■ TEXTE À ANALYSER ■
· · · ·
Il y a aussi les familles qui disent qu’elles travaillent sur un objectif défini ensemble mais qui en réalité n’en font rien à la maison, et il faut tout reprendre en séance à chaque fois, et malgré l’assiduité du patient et sa bonne volonté en séance, le patient ne progresse plus. Souvent des fragilités psychologiques au sein des familles peuvent expliquer ce manque de cohérence. Cela ne veut pas dire que ces familles et leur enfant n’ont pas besoin d’être accompagnés, tout en se gardant le droit de mettre un terme à la prise en charge si rien n’avance après plusieurs mois de rééducation, car dans certains cas la reprise des objectifs à la maison est indispensable pour mettre en place de nouvelles compétences chez le patient. Revoir les patients et les familles quand elles seront plus disponibles pour mettre en place les adaptations nécessaires peut parfois être la meilleure solution.
· · · ·
■ DONNÉES FOURNIES ■
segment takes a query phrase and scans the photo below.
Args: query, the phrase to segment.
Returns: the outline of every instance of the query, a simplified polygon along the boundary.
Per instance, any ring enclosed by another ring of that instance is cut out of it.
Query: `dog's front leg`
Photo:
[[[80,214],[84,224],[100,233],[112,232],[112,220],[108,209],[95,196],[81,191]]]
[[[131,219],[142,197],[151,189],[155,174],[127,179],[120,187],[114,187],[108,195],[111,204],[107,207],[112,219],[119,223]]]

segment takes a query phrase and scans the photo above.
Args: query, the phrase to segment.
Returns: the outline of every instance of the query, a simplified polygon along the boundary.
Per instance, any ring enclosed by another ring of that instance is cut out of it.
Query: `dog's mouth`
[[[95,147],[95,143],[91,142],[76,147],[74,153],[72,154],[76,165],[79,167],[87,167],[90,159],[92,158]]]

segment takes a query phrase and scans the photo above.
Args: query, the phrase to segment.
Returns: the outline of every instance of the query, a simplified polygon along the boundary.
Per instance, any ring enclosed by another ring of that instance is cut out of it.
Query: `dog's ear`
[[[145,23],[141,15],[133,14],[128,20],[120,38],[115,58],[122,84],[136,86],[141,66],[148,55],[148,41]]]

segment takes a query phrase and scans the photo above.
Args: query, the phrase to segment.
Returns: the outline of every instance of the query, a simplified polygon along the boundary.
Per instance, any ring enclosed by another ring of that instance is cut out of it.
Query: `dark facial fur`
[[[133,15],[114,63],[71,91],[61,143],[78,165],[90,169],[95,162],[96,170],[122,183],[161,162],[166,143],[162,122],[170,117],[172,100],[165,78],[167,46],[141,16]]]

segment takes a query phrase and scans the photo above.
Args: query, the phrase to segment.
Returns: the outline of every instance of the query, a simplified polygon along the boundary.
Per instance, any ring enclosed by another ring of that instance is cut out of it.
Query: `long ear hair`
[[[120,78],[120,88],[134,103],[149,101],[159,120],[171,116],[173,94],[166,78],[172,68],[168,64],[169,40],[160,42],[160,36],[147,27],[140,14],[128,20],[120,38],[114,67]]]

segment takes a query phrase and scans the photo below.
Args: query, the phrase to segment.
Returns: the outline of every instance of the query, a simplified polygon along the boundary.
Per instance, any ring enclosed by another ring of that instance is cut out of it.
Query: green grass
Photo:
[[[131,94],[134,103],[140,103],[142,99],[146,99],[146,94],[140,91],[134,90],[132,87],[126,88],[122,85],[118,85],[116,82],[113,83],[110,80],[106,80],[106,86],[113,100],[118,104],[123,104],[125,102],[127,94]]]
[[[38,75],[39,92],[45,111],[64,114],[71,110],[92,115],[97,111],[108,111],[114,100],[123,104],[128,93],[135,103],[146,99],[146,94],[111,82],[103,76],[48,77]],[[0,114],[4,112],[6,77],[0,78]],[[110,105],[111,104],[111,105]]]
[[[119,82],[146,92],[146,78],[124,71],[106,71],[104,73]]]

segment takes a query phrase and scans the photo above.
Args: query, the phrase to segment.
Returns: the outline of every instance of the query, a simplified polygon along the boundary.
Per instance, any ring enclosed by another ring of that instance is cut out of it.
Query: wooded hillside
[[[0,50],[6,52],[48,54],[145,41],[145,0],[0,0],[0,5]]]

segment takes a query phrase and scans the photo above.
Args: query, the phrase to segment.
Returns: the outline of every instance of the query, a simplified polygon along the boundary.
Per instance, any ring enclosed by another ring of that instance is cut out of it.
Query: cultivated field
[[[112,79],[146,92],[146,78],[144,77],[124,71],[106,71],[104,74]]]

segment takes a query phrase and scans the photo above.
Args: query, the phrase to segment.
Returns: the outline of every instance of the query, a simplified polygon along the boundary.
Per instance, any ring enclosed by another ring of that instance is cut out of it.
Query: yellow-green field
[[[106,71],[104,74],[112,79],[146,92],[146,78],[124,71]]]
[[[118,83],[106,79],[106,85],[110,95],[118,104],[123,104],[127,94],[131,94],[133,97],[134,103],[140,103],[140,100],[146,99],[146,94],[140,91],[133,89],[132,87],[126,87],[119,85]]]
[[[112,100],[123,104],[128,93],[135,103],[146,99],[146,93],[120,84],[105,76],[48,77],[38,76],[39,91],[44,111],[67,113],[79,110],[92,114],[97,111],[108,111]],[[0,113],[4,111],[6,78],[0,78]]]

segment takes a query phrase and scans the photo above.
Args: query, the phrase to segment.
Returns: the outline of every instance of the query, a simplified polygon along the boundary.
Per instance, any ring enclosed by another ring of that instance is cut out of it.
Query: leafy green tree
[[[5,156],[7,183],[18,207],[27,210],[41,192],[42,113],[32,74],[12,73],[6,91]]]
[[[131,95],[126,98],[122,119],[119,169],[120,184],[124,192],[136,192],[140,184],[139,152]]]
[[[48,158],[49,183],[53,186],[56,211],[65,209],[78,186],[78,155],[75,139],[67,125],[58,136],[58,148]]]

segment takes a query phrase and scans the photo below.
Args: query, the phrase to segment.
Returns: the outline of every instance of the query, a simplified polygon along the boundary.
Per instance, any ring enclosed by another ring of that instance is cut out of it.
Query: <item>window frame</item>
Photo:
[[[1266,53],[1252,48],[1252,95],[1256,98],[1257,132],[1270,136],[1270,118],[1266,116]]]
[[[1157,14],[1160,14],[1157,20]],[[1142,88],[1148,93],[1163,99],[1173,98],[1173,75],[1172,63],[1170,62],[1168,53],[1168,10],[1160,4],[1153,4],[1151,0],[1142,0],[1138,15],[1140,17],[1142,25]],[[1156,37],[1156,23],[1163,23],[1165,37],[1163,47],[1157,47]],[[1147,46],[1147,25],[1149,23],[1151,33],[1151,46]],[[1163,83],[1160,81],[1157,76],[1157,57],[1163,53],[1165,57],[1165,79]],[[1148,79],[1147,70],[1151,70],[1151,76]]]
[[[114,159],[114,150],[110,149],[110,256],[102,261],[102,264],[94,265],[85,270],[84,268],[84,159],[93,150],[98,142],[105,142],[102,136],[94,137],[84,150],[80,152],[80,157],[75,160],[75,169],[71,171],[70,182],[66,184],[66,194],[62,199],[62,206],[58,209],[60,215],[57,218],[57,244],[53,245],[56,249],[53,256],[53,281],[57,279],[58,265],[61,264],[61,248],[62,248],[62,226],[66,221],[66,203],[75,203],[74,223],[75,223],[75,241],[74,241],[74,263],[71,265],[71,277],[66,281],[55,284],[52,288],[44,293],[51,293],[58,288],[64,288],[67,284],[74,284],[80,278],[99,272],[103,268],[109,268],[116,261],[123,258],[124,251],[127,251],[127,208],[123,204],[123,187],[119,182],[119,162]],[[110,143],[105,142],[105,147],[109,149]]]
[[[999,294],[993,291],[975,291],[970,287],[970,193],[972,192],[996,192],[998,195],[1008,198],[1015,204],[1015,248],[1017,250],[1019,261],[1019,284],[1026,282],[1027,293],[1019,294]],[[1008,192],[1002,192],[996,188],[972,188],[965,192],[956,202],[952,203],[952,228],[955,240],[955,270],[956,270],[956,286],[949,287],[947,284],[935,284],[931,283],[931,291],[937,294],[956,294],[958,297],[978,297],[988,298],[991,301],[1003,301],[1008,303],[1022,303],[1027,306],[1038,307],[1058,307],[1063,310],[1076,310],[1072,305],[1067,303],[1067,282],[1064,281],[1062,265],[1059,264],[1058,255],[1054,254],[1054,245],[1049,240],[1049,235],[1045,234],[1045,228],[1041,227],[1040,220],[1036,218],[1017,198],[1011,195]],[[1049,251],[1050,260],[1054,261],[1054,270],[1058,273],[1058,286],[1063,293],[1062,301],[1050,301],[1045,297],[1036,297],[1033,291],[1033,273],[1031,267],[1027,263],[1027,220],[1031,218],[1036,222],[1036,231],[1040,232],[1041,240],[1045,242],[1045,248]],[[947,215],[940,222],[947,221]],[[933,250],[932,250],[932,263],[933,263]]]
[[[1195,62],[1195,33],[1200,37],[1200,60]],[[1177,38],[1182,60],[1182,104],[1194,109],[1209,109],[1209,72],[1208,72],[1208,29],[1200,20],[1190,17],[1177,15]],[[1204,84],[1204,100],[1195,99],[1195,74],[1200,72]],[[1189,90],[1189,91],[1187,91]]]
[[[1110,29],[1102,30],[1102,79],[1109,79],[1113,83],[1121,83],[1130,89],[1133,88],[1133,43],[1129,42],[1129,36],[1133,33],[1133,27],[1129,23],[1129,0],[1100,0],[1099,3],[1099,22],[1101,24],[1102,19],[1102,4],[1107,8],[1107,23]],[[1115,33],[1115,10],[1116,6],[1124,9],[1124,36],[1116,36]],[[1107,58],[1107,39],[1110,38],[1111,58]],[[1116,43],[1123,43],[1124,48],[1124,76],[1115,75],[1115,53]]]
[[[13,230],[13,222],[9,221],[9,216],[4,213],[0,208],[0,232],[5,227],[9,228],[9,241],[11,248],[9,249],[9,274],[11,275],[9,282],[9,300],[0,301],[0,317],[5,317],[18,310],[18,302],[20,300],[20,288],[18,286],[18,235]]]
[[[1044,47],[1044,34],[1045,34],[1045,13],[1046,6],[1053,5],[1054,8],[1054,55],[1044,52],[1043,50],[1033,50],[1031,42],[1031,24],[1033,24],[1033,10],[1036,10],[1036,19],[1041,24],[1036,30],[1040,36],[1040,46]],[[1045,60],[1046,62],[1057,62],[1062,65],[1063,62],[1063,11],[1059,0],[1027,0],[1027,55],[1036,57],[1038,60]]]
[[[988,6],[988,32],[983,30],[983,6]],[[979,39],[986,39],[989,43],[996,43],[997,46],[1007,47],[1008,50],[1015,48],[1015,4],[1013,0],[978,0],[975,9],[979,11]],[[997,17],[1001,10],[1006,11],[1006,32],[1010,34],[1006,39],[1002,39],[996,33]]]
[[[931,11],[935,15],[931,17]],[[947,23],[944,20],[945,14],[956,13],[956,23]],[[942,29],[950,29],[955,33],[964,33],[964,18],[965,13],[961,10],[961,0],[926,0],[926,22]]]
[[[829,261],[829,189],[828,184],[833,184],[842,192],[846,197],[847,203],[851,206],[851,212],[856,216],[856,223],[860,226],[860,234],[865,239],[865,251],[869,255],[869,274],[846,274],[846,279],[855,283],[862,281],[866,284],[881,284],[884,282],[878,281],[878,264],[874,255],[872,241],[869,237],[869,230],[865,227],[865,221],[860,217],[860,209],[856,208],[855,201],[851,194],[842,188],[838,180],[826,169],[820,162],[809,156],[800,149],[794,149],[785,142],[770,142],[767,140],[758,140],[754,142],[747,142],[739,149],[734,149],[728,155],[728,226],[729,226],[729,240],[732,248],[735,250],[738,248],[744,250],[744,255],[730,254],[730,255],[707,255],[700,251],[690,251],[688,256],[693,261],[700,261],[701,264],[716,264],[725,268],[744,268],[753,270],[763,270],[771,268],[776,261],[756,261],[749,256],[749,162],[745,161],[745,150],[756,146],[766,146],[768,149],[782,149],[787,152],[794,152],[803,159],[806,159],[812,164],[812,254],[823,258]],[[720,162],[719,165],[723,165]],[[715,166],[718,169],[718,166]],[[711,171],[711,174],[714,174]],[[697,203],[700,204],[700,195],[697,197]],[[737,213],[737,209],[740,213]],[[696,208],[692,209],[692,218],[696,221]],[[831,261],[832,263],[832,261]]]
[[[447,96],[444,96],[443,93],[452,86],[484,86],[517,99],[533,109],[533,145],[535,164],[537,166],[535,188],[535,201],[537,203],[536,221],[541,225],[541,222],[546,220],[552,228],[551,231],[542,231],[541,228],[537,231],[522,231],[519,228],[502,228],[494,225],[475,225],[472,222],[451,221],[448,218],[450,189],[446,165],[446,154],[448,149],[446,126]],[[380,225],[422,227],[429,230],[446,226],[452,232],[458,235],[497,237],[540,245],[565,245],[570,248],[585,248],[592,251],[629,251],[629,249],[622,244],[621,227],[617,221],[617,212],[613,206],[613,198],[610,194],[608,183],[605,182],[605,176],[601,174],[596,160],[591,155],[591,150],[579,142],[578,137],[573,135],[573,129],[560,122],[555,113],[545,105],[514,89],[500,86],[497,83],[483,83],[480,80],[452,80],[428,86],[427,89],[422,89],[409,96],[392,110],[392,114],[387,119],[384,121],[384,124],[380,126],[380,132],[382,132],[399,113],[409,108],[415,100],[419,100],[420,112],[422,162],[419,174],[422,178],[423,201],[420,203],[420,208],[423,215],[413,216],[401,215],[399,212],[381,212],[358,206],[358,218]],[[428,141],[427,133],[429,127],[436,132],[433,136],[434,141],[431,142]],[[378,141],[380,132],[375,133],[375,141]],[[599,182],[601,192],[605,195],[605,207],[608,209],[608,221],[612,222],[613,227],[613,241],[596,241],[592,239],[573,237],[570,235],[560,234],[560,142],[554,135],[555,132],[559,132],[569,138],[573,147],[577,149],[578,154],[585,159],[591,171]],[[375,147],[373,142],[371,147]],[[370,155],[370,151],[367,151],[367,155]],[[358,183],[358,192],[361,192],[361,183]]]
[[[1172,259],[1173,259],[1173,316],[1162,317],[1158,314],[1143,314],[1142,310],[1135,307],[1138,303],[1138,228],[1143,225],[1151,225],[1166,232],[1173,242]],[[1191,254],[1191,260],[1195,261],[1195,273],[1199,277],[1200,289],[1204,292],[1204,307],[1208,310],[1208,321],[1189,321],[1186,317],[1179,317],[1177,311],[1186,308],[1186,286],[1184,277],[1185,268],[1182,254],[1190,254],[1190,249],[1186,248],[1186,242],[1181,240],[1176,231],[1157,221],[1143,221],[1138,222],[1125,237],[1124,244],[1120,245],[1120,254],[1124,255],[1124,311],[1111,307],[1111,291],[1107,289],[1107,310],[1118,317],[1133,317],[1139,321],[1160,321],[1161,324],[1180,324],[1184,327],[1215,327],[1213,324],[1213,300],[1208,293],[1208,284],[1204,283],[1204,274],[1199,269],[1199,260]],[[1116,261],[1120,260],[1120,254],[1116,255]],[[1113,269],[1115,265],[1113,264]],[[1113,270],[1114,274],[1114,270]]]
· · · ·
■ CONSIGNES ■
1 - D'après le texte à analyser, qu'est-ce qui peut souvent expliquer le manque de cohérence de certaines familles ?
2 - Réécrivez tout le passage du texte à analyser allant de « Il y a aussi » jusqu'à « la meilleure solution. », en remplaçant « séance » par « consultation ».

■ CORRIGÉ ■
1 - Des fragilités psychologiques au sein des familles.

2 -
Il y a aussi les familles qui disent qu’elles travaillent sur un objectif défini ensemble mais qui en réalité n’en font rien à la maison, et il faut tout reprendre en consultation à chaque fois, et malgré l’assiduité du patient et sa bonne volonté en consultation, le patient ne progresse plus. Souvent des fragilités psychologiques au sein des familles peuvent expliquer ce manque de cohérence. Cela ne veut pas dire que ces familles et leur enfant n’ont pas besoin d’être accompagnés, tout en se gardant le droit de mettre un terme à la prise en charge si rien n’avance après plusieurs mois de rééducation, car dans certains cas la reprise des objectifs à la maison est indispensable pour mettre en place de nouvelles compétences chez le patient. Revoir les patients et les familles quand elles seront plus disponibles pour mettre en place les adaptations nécessaires peut parfois être la meilleure solution.